• Skip to primary navigation
  • Skip to main content

Luc Russell

Data Engineering and Full Stack Development

  • Home
  • Blog

Consuming from nsq to Hadoop HDFS with Apache Flume

10/25/2018 by Luc

I was working on a prototype for consuming from nsq to the Hadoop HDFS file system with Apache Flume. I couldn’t find much information, so I made a small project.

Below are a few extra notes about nsq and the project.

  • docker-flume/Dockerfile builds a container which includes Flume, nsq and Hadoop core necessary for persisting files to HDFS
  • In order to be able to quickly modify some files in the built docker container, some extra paths are mapped in the docker-compose.yml:
    • Adding the start-flume.sh script allows updating the classpath to quickly add libraries and restart the container.
    • Adding the flume/flume.conf path means the flume config can be adjusted and the container restarted, without requiring a container rebuild.
  • In flume.conf docker.sources.r1.command specifies nsq_tail. While this is a quick way to consume from nsq, it is possibly not a reliable technique to use in a production environment.

Entries from a point annotation set

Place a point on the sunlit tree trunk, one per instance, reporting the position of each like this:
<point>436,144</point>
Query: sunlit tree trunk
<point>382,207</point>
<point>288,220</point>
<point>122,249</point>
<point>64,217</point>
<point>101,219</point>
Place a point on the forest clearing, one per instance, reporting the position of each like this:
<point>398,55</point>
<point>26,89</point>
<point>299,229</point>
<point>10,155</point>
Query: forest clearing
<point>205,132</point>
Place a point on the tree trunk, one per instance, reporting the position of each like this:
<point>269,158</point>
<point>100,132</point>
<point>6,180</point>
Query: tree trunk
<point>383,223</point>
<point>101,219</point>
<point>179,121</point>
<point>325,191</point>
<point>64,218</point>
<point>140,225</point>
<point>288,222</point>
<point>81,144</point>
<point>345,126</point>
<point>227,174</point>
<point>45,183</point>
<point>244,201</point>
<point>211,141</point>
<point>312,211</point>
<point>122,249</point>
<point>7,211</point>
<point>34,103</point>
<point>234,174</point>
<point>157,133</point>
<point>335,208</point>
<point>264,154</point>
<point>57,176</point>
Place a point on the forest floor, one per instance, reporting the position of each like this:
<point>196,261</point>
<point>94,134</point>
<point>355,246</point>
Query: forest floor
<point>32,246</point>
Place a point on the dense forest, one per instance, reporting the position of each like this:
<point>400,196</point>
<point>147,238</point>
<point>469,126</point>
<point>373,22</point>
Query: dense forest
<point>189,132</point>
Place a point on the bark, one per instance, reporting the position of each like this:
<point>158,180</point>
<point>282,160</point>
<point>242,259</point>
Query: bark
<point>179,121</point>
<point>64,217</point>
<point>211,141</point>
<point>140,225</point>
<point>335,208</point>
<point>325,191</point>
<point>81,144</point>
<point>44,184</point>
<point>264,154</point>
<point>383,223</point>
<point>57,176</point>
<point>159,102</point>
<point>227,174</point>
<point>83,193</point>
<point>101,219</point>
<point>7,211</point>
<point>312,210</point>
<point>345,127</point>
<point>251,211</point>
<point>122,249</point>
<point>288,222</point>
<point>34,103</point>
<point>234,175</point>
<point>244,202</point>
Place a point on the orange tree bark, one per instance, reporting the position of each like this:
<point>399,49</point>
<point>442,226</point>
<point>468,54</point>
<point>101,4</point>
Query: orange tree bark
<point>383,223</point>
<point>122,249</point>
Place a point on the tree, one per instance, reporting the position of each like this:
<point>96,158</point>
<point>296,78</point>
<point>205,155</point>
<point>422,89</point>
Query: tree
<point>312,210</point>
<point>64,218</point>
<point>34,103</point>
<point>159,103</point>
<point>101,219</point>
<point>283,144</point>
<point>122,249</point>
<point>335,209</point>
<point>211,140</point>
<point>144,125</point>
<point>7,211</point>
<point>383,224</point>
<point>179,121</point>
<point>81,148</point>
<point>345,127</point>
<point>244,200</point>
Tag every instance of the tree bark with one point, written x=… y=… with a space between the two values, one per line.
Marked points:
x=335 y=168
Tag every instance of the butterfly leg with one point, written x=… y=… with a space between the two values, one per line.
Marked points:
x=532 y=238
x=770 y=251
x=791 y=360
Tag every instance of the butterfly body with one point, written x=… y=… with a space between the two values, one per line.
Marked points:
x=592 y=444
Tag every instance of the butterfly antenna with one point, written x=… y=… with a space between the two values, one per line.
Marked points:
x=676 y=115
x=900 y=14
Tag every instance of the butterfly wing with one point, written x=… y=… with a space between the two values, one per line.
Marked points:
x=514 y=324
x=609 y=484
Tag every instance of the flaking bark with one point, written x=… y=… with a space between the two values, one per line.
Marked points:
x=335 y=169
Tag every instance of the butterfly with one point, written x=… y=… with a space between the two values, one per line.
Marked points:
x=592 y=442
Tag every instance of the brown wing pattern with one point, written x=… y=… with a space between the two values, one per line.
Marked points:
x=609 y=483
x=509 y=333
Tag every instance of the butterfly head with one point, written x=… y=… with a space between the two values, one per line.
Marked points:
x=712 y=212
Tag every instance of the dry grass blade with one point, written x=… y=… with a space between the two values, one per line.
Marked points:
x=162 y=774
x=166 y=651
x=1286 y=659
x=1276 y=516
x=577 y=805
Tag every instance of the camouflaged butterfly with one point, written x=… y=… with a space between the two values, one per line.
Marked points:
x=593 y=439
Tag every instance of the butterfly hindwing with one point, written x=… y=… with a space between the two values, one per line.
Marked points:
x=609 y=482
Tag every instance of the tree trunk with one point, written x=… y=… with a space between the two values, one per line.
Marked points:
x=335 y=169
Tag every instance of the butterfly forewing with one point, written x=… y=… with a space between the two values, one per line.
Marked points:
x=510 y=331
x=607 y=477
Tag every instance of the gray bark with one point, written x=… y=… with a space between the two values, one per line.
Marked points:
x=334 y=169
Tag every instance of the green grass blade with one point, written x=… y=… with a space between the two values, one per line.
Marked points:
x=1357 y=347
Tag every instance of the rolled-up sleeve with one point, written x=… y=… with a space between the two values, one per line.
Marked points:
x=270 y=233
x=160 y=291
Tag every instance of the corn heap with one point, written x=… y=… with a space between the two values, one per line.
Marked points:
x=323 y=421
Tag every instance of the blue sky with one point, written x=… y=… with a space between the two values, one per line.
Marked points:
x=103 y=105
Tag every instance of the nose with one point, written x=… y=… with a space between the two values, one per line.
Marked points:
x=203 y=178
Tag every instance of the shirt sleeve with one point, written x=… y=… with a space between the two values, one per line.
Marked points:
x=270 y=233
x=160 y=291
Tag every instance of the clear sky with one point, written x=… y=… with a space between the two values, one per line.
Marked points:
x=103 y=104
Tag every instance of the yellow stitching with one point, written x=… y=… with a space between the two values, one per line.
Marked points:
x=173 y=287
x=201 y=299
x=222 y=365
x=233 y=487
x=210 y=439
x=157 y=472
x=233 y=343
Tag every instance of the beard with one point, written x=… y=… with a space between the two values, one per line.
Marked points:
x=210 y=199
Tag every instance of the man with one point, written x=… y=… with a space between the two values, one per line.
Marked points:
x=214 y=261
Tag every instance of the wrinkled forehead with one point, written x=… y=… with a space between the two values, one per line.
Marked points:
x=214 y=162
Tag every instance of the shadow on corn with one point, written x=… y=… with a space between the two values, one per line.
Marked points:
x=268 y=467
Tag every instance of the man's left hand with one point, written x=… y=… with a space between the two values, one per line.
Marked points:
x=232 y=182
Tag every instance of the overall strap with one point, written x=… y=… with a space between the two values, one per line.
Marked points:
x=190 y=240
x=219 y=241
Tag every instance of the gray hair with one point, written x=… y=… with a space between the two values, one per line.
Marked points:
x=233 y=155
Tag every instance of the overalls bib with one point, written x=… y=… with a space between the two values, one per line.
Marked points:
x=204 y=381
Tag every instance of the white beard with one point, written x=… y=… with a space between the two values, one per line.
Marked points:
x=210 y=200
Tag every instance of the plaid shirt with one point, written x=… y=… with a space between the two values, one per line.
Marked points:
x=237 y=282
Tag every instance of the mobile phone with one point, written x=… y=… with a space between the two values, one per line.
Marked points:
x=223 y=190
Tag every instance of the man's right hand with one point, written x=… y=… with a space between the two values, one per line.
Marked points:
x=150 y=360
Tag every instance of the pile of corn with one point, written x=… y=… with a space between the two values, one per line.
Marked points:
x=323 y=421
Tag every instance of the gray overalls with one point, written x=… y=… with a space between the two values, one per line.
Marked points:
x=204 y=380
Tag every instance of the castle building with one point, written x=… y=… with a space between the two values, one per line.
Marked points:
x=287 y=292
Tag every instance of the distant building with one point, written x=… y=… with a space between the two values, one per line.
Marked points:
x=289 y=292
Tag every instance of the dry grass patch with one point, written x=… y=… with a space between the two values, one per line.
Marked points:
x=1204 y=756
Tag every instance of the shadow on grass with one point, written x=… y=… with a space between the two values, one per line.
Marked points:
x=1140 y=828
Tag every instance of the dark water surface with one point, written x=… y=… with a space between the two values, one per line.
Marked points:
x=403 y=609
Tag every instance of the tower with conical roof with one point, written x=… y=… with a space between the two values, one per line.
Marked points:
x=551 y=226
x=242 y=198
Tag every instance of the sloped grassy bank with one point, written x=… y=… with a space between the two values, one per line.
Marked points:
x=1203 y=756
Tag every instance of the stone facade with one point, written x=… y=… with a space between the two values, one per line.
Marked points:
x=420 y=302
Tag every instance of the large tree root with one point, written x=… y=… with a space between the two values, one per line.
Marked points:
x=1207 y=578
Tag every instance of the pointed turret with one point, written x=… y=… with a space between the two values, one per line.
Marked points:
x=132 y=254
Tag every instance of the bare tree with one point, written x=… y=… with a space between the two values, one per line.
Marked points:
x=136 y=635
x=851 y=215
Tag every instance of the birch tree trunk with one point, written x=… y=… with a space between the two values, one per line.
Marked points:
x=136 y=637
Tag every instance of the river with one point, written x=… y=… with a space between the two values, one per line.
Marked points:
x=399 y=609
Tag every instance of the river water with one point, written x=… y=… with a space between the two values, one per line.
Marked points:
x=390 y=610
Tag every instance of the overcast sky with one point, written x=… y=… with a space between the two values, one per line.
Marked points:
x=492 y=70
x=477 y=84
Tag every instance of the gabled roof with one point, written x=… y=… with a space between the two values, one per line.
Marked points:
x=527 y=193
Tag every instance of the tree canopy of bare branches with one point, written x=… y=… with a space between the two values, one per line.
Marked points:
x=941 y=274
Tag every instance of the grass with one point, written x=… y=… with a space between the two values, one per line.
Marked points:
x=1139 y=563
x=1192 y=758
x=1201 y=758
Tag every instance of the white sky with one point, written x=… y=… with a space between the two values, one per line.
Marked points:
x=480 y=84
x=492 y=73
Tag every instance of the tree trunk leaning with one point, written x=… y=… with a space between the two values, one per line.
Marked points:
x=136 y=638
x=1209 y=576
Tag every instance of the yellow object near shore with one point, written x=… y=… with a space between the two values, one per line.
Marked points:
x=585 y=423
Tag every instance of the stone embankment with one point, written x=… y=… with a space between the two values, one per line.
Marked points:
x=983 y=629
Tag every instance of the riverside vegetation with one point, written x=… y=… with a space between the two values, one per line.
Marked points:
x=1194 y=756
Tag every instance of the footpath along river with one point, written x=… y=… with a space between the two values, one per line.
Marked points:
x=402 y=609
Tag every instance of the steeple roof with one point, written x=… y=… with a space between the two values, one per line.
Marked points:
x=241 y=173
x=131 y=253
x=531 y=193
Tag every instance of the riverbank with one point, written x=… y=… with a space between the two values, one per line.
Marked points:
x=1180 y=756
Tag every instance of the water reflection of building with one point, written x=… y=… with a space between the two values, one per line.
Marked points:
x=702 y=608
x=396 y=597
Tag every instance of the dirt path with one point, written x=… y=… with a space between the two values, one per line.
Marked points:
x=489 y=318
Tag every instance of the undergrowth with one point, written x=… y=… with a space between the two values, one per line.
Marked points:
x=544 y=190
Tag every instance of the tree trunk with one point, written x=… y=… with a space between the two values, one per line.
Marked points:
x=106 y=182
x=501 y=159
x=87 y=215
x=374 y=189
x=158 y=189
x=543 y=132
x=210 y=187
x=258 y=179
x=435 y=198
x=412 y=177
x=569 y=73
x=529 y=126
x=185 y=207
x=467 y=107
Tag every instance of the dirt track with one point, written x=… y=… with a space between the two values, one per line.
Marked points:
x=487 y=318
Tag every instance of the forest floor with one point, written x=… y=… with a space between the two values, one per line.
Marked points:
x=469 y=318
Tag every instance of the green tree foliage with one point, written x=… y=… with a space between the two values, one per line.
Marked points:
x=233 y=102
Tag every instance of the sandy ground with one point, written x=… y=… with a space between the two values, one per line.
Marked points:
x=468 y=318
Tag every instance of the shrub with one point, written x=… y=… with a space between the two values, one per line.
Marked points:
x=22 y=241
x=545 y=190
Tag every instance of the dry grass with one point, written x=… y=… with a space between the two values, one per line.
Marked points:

**WHAT YOU ARE ASKED TO DO**: In the post about consuming from nsq to Hadoop HDFS with Apache Flume, what does docker.sources.r1.command in flume.conf specify?

**EXERCISE SOLUTION**: nsq_tail